__Zu erledigende Aufgabe__: Führen Sie das Interview mit dem Fraunhofer-Institut für Verfahrenstechnik und Verpackung IVV im Anschluss an dessen letzten Satz weiter.

Geballte Kompetenz für nachhaltige Produkte und Prozesse

Interview mit dem Fraunhofer-Institut für Verfahrenstechnik und Verpackung IVV

Womit beschäftigt sich das Fraunhofer-Institut für Verfahrenstechnik und Verpackung IVV?

Andrea Büttner: Wir sind führend in der angewandten Forschung für die gesicherte Versorgung mit hochwertigen Lebensmitteln und für nachhaltige Verpackungssysteme. Klimawandel, knapper werdende Ressourcen und Anbauflächen bei gleichzeitig wachsender Weltbevölkerung sind große Herausforderungen, die eine neue, nachhaltige Wertschöpfung verlangen. Daran arbeiten unsere rund 300 Forschenden. Sie entwickeln wegweisende Produkte, Verfahren und Technologien in den Bereichen Lebensmittel, Verpackung, Produktwirkung, Verarbeitungsmaschinen sowie Recycling und Umwelt. Die Zukunft gemeinsam zu gestalten und als Impulsgeber für die Transformation hin zu einer resilienten und nachhaltigen Lebensmittel- und Verpackungswirtschaft zu wirken – das begeistert uns in unserer täglichen Forschungsarbeit. Darüber hinaus motiviert es uns, wenn wir unser Kow-how auch in anderen Branchen anwenden können.

__Bereitgestellte Daten__:
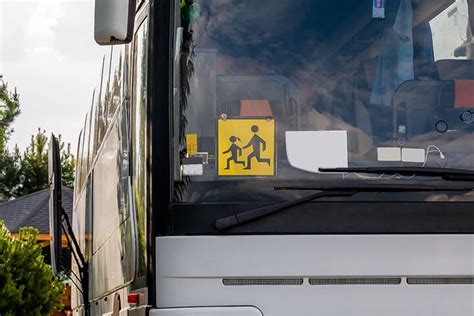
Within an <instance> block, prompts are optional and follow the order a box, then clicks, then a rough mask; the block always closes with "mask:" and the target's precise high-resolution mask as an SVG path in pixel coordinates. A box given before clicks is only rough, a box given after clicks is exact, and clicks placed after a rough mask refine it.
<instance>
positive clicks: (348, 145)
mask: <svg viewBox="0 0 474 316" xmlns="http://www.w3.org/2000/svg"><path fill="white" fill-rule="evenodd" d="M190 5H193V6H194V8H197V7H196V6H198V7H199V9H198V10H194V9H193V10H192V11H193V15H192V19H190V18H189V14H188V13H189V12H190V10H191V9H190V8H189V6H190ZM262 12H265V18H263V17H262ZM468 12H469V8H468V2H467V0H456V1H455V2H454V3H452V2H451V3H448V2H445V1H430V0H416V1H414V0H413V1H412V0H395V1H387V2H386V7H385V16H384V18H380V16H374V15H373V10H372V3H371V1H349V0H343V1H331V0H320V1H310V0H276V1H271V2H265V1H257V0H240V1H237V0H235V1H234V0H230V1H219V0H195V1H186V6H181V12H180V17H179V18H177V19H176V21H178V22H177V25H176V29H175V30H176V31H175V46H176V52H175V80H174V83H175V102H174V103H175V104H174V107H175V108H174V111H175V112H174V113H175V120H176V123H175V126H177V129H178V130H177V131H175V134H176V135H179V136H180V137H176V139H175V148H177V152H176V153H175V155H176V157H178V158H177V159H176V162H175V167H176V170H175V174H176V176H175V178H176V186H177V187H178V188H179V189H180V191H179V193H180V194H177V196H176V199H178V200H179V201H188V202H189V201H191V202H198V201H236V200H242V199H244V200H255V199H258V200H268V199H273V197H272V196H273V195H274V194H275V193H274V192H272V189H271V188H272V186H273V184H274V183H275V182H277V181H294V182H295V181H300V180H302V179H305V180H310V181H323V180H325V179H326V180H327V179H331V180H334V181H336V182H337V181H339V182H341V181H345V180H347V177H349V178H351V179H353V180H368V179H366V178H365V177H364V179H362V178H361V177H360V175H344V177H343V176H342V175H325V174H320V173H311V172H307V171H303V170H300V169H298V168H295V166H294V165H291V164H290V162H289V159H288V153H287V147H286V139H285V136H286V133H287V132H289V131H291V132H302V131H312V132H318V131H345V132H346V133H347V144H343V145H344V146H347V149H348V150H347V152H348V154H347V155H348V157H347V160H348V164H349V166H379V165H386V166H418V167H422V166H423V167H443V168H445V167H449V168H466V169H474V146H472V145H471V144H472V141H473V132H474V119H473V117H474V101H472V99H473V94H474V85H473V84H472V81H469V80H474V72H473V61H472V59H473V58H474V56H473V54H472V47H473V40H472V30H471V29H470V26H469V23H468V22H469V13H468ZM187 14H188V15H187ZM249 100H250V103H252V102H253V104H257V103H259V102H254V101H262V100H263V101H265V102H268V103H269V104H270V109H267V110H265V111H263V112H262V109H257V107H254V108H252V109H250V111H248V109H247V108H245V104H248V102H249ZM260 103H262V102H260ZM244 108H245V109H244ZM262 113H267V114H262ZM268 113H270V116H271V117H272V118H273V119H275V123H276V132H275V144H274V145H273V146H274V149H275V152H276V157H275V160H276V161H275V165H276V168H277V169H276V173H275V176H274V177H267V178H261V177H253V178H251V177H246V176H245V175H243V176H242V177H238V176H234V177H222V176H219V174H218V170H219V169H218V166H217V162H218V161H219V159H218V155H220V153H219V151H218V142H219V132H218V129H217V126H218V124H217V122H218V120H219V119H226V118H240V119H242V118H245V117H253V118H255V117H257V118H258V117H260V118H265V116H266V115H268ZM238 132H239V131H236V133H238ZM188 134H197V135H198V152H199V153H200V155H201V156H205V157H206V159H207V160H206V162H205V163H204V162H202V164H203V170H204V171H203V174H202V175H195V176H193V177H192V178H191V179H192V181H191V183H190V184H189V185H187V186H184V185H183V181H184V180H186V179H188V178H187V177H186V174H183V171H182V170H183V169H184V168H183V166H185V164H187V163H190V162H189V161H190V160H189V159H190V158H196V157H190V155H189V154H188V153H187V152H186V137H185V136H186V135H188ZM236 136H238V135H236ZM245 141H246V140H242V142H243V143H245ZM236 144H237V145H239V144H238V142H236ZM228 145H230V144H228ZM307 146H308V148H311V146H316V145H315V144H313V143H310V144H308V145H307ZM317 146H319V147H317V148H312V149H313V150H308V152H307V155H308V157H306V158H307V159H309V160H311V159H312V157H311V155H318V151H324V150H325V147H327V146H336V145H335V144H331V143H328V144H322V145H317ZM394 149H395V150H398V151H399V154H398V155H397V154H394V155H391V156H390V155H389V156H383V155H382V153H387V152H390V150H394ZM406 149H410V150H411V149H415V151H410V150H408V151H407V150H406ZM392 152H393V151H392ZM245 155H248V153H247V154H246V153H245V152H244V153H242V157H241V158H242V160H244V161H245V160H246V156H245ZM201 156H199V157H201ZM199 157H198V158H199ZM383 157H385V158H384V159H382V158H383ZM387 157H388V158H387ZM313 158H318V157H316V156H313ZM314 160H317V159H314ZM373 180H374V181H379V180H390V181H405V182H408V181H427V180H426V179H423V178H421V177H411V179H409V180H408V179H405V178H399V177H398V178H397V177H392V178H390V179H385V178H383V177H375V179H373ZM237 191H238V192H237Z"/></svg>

__Ergebnis der Übung__:
Wie der Kosmetikindustrie? 

Andrea Büttner: Ja, denn hier wächst die Nachfrage beim Konsumenten nach sicheren und nachhaltigen Produkten rasant. Grund hierfür ist unter anderem, dass Nachhaltigkeit oft mit einem hohen Wert in Verbindung gebracht wird. Was wiederum ein Wohlbefinden beim Verbraucher auslöst und sich positiv auf die Gesundheit auswirkt. Diese beiden Punkte zählen, neben Bioökonomie und Kreislaufwirtschaft sowie Resilienz und Sicherheit, zu unseren strategischen Themenfeldern. Hier setzen wir zielgerichtet unsere Kompetenzen und Erfahrung aus mehr als 50 Jahren Verpackungs- und Lebensmittelwissenschaften ein, um biobasierte und kreislauffähige Produkte sowie ressourcenschonende Prozesse zu entwickeln – auch für die Kosmetikbranche. 

… das heißt konkret?

Andrea Büttner: Die Kosmetikbranche setzt immer mehr auf natürliche Materialen und Recycling-Verpackungen. Doch Nachhaltigkeit ist mehr. Nachhaltigkeit spielt neben der Wahrnehmung auch in technologischen Prozessen wie der Reinigung und Hygiene eine wichtige Rolle. Unser Team, das sich aus unterschiedlichen Disziplinen zusammensetzt, hat das richtige Wissen und Experten mit komplementären Kompetenzen, um eine nachhaltige Produktentwicklung entlang der gesamten Prozesskette zu gestalten: Vom Rohstoff über die maschinellen Prozesse bis hin zum verpackten Produkt.

Wie ist der Aspekt des Wohlbefindens im Zusammenhang mit Nachhaltigkeit zu verstehen? Warum ist es für den Verbraucher heutzutage so wichtig?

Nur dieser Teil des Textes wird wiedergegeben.